» What the task requires:
Write out all of the data below word for word, but leave the pictures out.

» Information shown:
···

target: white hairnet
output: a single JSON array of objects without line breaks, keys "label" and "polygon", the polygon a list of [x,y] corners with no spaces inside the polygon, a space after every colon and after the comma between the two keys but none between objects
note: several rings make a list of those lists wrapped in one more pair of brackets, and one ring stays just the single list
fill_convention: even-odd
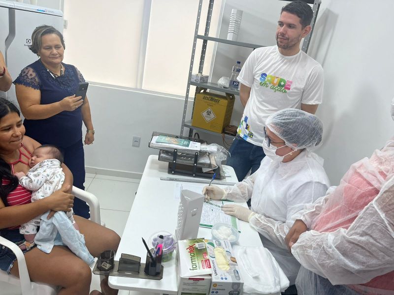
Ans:
[{"label": "white hairnet", "polygon": [[323,123],[314,115],[301,110],[279,111],[267,118],[265,125],[294,149],[316,147],[322,141]]}]

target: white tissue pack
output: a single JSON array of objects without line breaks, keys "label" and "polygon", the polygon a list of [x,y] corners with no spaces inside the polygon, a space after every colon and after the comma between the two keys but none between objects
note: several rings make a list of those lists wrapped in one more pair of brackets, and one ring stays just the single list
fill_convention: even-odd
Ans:
[{"label": "white tissue pack", "polygon": [[208,82],[209,76],[208,75],[203,75],[202,74],[192,74],[190,81],[192,82],[197,82],[197,83],[206,83]]},{"label": "white tissue pack", "polygon": [[243,281],[229,241],[178,241],[178,295],[242,295]]}]

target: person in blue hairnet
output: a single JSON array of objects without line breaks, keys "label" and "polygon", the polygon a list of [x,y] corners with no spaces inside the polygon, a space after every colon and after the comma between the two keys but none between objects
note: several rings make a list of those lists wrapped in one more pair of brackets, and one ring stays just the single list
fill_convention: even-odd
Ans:
[{"label": "person in blue hairnet", "polygon": [[275,258],[294,285],[300,265],[290,253],[285,236],[293,225],[291,216],[324,196],[329,181],[323,160],[309,149],[322,141],[323,123],[316,116],[296,109],[270,115],[264,128],[263,148],[266,155],[253,174],[232,187],[204,187],[207,200],[246,202],[251,209],[226,205],[226,213],[249,222],[261,235],[263,244]]}]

···

» Expected answer:
target: white hairnet
output: a single JSON array of objects without line breaks, keys "label" and "polygon", the polygon a list of [x,y] corners with no spaces inside the polygon, a space after every colon and after the comma between the two keys but none between objects
note: several rings make a list of those lists wrapped in one more pair of brackets, and one ring stays just the single list
fill_convention: even-odd
Ans:
[{"label": "white hairnet", "polygon": [[323,123],[314,115],[301,110],[279,111],[267,118],[265,125],[294,149],[316,147],[322,141]]}]

target: white tissue pack
output: a single JSON array of objects without line breaks, keys "label" and "polygon", the polygon a list of [x,y] corners with no spaces inside the polygon, a space after every colon and after the comma between the two keys but none between objects
note: several rings make a list of those lists wrapped in one more pair of brackets, and one ring stays just the single list
fill_convention: even-odd
Ans:
[{"label": "white tissue pack", "polygon": [[208,82],[209,76],[208,75],[203,75],[202,74],[192,74],[190,81],[192,82],[197,82],[197,83],[206,83]]},{"label": "white tissue pack", "polygon": [[243,281],[229,241],[178,241],[178,295],[242,295]]}]

target: person in blue hairnet
output: a single JSON array of objects without line breaks, keys "label" and "polygon", the polygon a list of [x,y] corners with no spaces inside the polygon, a space after every colon and after the comma between the two keys but none between objects
note: several rings make a list of those lists wrapped in one more pair of brackets, and one ring stays just the single list
fill_convention: even-odd
Ans:
[{"label": "person in blue hairnet", "polygon": [[275,258],[294,285],[300,265],[290,253],[285,236],[293,225],[291,216],[324,196],[329,181],[323,160],[309,149],[322,141],[323,123],[316,116],[296,109],[270,115],[264,128],[263,148],[266,155],[253,174],[232,187],[204,187],[207,200],[246,202],[251,209],[226,205],[226,213],[249,222],[261,235],[263,244]]}]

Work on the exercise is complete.